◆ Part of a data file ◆
══════════════════════════════
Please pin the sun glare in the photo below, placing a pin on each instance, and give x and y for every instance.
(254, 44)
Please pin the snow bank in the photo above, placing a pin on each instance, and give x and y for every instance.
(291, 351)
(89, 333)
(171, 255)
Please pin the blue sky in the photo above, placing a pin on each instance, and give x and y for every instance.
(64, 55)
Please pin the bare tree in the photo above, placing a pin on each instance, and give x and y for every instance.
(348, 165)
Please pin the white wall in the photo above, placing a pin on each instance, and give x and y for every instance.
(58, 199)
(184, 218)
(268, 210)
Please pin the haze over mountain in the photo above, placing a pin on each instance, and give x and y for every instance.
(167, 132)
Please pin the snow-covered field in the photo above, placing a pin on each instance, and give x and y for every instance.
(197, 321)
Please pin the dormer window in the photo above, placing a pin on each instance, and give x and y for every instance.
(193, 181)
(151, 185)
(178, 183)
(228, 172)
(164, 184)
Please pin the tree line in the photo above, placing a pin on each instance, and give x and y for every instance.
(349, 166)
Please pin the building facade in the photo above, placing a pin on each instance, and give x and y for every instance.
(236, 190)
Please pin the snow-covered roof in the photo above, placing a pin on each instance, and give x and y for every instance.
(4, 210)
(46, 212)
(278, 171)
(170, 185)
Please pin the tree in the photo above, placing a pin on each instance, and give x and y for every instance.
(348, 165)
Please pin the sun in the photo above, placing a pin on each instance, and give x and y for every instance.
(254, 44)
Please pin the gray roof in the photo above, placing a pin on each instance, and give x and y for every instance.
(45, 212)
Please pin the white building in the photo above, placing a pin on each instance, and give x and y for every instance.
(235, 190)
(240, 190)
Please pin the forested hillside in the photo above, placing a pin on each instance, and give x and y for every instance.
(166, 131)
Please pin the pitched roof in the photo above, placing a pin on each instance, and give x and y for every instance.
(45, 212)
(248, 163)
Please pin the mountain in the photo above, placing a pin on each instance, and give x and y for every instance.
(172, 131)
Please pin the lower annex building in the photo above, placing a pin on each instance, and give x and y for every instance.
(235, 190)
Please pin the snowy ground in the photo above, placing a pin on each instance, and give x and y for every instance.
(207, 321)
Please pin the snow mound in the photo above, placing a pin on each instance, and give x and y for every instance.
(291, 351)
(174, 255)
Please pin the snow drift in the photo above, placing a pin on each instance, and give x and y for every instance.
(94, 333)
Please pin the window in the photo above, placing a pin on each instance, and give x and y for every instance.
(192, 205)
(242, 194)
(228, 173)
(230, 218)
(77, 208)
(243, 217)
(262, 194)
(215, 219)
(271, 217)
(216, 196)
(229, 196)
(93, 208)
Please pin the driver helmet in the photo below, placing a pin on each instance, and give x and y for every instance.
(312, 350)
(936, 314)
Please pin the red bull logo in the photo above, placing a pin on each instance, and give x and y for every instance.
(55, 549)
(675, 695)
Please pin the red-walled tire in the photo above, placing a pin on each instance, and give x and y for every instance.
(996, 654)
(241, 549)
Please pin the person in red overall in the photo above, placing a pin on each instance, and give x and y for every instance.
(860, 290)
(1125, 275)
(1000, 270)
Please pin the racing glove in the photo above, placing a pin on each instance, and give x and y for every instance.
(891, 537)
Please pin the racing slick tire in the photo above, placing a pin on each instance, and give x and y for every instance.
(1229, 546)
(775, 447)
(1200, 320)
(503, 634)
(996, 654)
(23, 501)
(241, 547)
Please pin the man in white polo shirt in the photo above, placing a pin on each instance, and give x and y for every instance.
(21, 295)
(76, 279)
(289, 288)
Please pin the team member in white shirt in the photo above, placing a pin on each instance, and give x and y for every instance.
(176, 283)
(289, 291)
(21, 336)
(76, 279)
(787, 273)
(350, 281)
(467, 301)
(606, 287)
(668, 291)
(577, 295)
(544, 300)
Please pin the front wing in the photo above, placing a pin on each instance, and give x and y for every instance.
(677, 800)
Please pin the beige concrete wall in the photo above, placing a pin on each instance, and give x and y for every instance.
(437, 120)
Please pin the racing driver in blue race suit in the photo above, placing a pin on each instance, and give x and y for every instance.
══════════════════════════════
◆ Task directions ◆
Repeat word for word the lines of the listing, starting at the line that contains "Please pin the team" and ending at the final line of the listing.

◆ Answer to the problem ◆
Please pin the team member in white shirt in the photo above, placing a pin on each instance, and give x and y for every instance.
(176, 283)
(289, 291)
(21, 336)
(76, 279)
(787, 273)
(350, 281)
(467, 301)
(606, 287)
(668, 291)
(577, 295)
(544, 300)
Please pin the front wing in the photo above, placing a pin on each instance, and give x and y for every instance.
(677, 800)
Please pin the beige concrete wall in the photo above, placing a pin on each instance, and give x and y for every instance.
(437, 120)
Please pin the racing driver in blue race suit in the photo above, placing a pin on each instance, and give x and y for every instance.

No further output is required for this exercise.